§ List of tasks:
- A) In the wrestling profile, what place did Berlin take at Girls' NCS in her first year of wrestling?
- B) Summarize the wrestling profile in two sentences.
- C) From the wrestling profile, output the passage from "However, it had" to "a high mark.", word for word.

§ Supplied passage:

However, it had been a turbulent season. She had gotten hurt recently. In addition, the girls and boys programs had to be consolidated so that the boys would be able to wrestle this year. She was hopeful, though, that her season would end on a high mark.

Berlin Montepeque describes herself as aggressive and competitive. Her friends tend to describe her as “confident, spirited, and ambitious.” I would describe her as passionate for her sport. Whenever we spoke about wrestling she would get a bit more excited and involved in the conversation and on the days where she came to school hurt from a game or practice she never would contemplate giving up.

While wrestling, she says she “turns game mode on and focus on my opponent.” Focusing on issues she needs to overcome and her other qualities have helped her in wrestling and persevere through the troubles she has faced.

Berlin came to SRHS her sophomore year of high school and joined the girls wrestling team her junior year. She wanted to join wrestling to make friends, and she did. She also learned that she loved the sport. That first year wrestling was an amazing year for her.

She was winning matches, fundraising, helping set up the gym for the middle school girls, wrestling those outside her weight class at times, and guys as well. She does admit though that it became harder to manage her time and do her homework. Berlin started working harder during lunch to manage her time and overcame that issue.

By the end of her first year wrestling, she won the Madison Award for female wrestler of the year and came fourth at Girls’ NCS. At the time, she won the Madison Award the trophy she won had a guy on it as the model something that was a bit ironic as it was an award for the female wrestler of the year.

§ Data section:
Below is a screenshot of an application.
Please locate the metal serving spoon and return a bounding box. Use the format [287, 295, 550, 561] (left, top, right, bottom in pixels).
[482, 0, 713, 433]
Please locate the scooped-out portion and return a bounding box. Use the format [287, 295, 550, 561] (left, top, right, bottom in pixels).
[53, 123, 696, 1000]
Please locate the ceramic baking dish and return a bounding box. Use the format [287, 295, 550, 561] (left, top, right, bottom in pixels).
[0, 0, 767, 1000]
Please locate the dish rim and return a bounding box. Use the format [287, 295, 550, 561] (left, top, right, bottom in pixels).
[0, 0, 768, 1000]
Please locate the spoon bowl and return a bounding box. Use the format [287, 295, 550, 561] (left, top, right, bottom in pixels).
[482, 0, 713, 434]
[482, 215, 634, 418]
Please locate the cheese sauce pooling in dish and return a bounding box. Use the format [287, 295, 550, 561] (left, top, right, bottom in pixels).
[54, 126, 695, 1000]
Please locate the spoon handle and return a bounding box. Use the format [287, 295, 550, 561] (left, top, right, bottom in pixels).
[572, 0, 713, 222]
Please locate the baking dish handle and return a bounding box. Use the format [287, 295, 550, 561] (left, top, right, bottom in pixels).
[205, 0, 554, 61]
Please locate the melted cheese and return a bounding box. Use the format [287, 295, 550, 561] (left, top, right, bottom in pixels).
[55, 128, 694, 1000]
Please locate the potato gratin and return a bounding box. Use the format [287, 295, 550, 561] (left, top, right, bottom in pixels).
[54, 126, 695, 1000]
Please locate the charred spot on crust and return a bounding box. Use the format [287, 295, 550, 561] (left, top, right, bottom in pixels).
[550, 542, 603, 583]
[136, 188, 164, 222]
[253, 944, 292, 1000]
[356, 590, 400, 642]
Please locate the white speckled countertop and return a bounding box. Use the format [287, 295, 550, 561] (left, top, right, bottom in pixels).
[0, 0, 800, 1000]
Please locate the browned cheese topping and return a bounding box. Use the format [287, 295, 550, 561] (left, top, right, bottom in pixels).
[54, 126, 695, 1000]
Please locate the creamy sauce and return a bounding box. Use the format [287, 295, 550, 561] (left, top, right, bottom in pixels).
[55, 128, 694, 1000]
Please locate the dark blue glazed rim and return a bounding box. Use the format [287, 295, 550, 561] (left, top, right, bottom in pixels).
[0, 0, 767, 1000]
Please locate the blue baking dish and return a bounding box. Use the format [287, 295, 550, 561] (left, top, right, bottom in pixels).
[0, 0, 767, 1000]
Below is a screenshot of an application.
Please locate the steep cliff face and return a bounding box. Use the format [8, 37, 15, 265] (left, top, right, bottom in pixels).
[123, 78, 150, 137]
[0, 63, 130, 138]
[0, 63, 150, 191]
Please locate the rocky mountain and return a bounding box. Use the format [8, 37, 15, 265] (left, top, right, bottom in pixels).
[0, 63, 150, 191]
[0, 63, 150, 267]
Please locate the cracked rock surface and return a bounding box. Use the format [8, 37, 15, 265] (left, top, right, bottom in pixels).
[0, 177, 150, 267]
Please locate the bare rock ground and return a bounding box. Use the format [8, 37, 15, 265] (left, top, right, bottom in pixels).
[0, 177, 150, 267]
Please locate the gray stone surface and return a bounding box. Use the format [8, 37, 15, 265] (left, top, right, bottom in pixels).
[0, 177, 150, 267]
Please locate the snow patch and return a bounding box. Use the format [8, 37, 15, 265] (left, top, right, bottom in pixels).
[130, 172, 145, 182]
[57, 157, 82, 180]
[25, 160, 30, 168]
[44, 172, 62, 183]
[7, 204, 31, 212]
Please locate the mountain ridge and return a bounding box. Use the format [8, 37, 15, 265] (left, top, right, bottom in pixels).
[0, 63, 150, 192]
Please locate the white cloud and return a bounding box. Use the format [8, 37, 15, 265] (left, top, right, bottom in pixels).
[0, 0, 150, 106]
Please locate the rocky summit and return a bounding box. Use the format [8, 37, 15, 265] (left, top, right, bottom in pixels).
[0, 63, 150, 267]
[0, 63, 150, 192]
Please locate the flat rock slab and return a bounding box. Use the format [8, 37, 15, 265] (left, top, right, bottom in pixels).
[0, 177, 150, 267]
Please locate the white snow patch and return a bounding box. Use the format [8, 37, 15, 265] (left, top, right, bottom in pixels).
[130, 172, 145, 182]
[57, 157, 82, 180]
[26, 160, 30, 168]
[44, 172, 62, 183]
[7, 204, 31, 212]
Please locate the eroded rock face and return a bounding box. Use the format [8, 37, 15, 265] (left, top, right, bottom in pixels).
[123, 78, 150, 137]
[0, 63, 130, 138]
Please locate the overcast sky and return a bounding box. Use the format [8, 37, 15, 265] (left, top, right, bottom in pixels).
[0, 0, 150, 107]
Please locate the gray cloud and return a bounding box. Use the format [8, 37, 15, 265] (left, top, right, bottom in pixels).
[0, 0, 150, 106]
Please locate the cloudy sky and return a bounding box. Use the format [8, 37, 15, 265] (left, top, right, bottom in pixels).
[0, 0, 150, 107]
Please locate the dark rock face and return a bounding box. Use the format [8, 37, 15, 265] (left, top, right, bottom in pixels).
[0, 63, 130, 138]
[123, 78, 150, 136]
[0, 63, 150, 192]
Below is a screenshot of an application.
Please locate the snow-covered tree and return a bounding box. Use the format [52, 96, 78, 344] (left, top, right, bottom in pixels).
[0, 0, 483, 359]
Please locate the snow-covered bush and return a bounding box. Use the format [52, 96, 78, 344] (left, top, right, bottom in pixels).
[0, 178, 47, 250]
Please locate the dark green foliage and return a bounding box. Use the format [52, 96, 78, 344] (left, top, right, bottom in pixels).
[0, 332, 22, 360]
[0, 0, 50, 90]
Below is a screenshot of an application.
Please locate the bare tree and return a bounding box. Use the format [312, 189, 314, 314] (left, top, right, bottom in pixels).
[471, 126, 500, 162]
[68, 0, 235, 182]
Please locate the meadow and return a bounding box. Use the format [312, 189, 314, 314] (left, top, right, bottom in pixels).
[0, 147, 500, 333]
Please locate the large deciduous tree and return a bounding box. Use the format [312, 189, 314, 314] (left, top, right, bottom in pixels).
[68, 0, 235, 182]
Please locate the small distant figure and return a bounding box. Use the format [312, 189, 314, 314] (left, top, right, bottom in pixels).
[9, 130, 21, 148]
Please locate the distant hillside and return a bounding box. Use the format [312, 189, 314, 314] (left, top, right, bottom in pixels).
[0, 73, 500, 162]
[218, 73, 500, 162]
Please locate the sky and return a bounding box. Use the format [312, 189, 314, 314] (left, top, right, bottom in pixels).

==

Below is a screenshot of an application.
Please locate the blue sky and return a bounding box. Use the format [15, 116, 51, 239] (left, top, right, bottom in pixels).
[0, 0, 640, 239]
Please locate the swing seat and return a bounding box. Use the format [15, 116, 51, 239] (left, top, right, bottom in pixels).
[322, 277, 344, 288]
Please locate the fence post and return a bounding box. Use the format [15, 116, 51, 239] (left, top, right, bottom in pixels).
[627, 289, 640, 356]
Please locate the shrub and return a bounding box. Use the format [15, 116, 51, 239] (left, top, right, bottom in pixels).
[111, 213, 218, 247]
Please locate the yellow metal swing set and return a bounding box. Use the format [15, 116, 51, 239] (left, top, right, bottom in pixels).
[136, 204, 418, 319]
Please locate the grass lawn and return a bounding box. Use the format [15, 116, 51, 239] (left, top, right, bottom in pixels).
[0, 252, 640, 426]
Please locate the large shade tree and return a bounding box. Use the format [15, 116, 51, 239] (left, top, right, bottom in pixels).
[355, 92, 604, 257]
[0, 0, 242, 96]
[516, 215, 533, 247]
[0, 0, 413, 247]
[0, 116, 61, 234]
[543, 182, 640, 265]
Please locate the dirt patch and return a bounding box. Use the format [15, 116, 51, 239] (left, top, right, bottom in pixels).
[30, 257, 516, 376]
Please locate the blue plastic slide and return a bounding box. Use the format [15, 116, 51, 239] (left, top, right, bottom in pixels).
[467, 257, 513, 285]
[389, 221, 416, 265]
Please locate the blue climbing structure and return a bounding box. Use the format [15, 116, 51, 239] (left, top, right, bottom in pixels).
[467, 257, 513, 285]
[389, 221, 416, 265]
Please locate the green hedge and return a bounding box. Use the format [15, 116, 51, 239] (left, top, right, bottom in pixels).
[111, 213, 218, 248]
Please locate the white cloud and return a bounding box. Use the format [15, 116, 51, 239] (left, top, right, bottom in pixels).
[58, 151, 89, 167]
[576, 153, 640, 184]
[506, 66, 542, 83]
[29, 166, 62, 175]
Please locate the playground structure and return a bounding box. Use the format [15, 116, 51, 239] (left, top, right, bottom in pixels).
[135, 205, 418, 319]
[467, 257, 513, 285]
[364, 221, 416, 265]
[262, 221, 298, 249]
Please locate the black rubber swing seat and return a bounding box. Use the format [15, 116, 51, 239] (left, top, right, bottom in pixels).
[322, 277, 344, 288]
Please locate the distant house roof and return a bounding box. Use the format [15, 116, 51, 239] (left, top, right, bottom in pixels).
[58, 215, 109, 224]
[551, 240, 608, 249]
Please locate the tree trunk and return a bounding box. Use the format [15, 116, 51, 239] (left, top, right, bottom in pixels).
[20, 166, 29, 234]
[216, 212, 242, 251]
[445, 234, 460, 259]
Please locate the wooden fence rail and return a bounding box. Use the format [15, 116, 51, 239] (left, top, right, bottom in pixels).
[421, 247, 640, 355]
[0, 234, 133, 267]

§ The replies:
- A) She came in fourth.

- B) Berlin Montepeque came to SRHS as a sophomore and joined the girls wrestling team her junior year to make friends, and she is described as aggressive, competitive, and passionate about the sport. In her first year she won the Madison Award for female wrestler of the year and placed fourth at Girls' NCS, and although her current season has been turbulent because of a recent injury and the merging of the girls and boys programs, she hopes to end it on a high mark.

- C)
However, it had been a turbulent season. She had gotten hurt recently. In addition, the girls and boys programs had to be consolidated so that the boys would be able to wrestle this year. She was hopeful, though, that her season would end on a high mark.